RECORDS TO PROCESS:
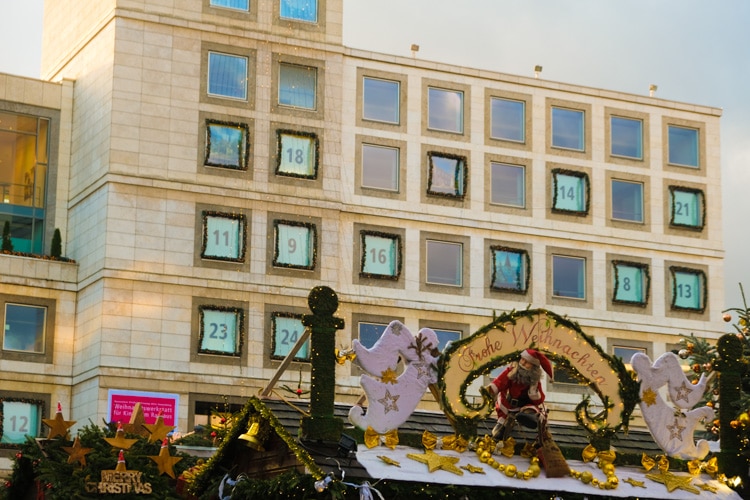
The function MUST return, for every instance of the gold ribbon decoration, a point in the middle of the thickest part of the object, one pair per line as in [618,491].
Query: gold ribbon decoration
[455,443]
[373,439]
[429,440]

--

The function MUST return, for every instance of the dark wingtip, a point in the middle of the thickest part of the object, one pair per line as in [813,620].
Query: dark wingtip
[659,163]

==

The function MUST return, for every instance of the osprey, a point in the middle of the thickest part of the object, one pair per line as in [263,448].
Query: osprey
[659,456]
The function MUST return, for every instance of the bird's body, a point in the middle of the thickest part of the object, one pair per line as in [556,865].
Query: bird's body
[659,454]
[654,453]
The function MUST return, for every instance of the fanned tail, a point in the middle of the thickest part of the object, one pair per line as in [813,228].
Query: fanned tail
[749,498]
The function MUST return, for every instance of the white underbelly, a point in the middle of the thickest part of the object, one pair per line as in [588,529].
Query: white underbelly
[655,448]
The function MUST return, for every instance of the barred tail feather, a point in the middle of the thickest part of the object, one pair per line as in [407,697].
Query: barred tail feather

WRITTEN INSTRUCTION: Output the lines from the one containing "The function MUST return, for every instance of the white" through the one containing "Query: barred tail feather" as a Markdown table with the columns Row and Line. Number each row and leave out any blank lines.

CORRECT OUTPUT:
| Row | Line |
|---|---|
| 1 | The function MUST return, for every instance of the white underbelly, a point in the middle of the thickest part of the object, one pair per line as in [588,529]. |
| 2 | Query: white underbelly |
| 3 | [655,448] |
| 4 | The function MUST return, for every instance of the barred tail feather, a point in the middle of the thickest part of the object, one pair per line as in [407,697]. |
| 5 | Query: barred tail feather |